* [TASK INSTRUCTIONS] Rewrite every line of the records below as a numbered list, omitting any blank lines.

++++++

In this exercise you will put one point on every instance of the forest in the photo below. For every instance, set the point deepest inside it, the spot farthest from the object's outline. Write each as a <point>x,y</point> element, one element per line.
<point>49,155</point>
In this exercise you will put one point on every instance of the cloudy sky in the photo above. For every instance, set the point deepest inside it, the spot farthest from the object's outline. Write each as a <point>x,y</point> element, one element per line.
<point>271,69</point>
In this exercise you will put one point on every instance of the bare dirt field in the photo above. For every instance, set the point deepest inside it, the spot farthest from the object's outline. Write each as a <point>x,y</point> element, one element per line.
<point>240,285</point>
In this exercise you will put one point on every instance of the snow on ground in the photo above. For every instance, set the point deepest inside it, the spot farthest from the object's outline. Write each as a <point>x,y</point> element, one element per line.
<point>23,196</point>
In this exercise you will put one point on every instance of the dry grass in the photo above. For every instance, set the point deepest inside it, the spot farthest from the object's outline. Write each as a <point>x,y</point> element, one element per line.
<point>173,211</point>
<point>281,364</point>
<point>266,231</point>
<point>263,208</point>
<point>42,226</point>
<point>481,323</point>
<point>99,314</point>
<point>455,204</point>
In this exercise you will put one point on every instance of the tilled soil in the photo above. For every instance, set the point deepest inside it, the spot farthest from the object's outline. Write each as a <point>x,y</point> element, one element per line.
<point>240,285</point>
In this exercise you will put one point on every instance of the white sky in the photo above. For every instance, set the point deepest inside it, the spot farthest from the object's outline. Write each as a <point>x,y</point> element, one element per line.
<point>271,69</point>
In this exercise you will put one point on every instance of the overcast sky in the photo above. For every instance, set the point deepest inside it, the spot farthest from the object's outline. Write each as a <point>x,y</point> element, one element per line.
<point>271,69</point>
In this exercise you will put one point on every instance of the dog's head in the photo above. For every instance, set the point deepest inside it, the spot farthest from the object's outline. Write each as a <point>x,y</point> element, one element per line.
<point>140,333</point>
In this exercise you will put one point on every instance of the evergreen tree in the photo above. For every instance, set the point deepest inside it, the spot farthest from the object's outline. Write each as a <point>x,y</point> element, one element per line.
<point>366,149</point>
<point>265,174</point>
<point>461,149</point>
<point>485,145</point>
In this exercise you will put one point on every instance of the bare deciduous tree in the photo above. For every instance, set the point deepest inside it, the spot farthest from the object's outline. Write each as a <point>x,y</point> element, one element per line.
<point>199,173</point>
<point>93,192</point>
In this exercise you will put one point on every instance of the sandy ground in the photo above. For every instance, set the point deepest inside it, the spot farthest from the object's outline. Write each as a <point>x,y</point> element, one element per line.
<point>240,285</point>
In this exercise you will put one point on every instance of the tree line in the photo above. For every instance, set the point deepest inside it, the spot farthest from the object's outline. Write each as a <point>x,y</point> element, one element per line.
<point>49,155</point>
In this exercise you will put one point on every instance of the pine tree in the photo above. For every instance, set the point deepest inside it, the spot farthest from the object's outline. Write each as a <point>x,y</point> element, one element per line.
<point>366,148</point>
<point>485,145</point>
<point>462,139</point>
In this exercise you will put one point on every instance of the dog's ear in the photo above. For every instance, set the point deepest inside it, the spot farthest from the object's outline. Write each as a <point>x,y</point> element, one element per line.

++++++

* [CORRECT ANSWER]
1. In this exercise you will put one point on every instance of the forest in the photo below. For every instance, set the point deepest inside it, the spot farthest from the object's outline. Write each as a <point>x,y</point> element, one element per line.
2. <point>49,155</point>
3. In this exercise you will put one point on every instance of the cloudy sky in the photo above. For every instance, set the point deepest inside it, the spot farthest from the object's outline. Write each as a <point>x,y</point> element, one element per line.
4. <point>271,69</point>
5. In this exercise you will put one point on every instance of the bare dirt field in the photo above. For every instance, set the point deepest inside it, the spot farthest from the object's outline. Write each as a <point>x,y</point> element, one element per line.
6. <point>240,285</point>
7. In this exercise you will put one point on every instance of the snow on ground in the photo above. For every instance, set the point deepest inside it, the spot farthest from the object's outline. Write each as a <point>x,y</point> element, one element per line.
8. <point>23,196</point>
9. In this exercise you will put one point on every instance of the dry grass in the photo above. For every instance, set the point deepest inside it, the spot farthest from the object's outline. Write each as a <point>x,y</point> element, one element per line.
10. <point>173,211</point>
11. <point>281,364</point>
12. <point>266,231</point>
13. <point>263,208</point>
14. <point>42,226</point>
15. <point>481,323</point>
16. <point>99,314</point>
17. <point>455,204</point>
18. In this exercise you will put one point on every instance of the tilled soil in the photo above. For every instance, set the point deepest inside it, the spot farthest from the object's outline. Write each as a <point>x,y</point> element, one element per line.
19. <point>240,285</point>
20. In this exercise you will put one point on every instance of the white sky in the photo above. For every instance, set the point deepest inside it, the spot farthest from the object's outline. Write each as a <point>x,y</point> element, one element per line.
21. <point>271,69</point>
22. In this exercise you will put one point on every instance of the overcast sky in the photo above. For every instance, set the point deepest inside it, the spot farthest from the object's outline. Write each as a <point>x,y</point> element, one element per line.
23. <point>271,69</point>
24. In this exercise you will put one point on every instance of the dog's head in the photo above. For every instance, set the point deepest inside it, the spot farthest from the object's outline. Write each as a <point>x,y</point> element, one element per line.
25. <point>140,333</point>
26. In this exercise you will put one point on every instance of the evergreen tree in the photo above. For every instance, set the point deepest inside it, the spot farthest from the object's outline. Write each as a <point>x,y</point> element, one element per line.
27. <point>366,149</point>
28. <point>265,174</point>
29. <point>461,149</point>
30. <point>485,145</point>
31. In this exercise you will put one point on every instance of the bare deciduous tree in the photo above. For every instance, set the point deepest inside it, the spot farthest from the object's outline. Write each as a <point>x,y</point> element, one element per line.
32. <point>199,173</point>
33. <point>93,192</point>
34. In this exercise you will put one point on every instance of the sandy ground in the photo above. For every instance, set the point deepest inside it, the spot farthest from the object's outline. Write each as a <point>x,y</point> element, one element per line.
35. <point>240,285</point>
36. In this exercise you will put one point on every instance of the tree line in the photo above. For every instance, set the point deepest inside it, the spot farthest from the object's outline. Write each as a <point>x,y</point> element, one element per line.
37. <point>49,155</point>
38. In this exercise you will put one point on every instance of the pine tree in the photo above. For every instance, set the point deepest inside it, the spot farthest from the object's outline. Write each as a <point>x,y</point> element, one element per line.
39. <point>366,148</point>
40. <point>485,145</point>
41. <point>462,139</point>
42. In this exercise you will put one point on every instance of the dog's ear in the photo above. For every instance, set the point deepest inside it, the spot farthest from the object's outline. Write each as a <point>x,y</point> element, one element per line.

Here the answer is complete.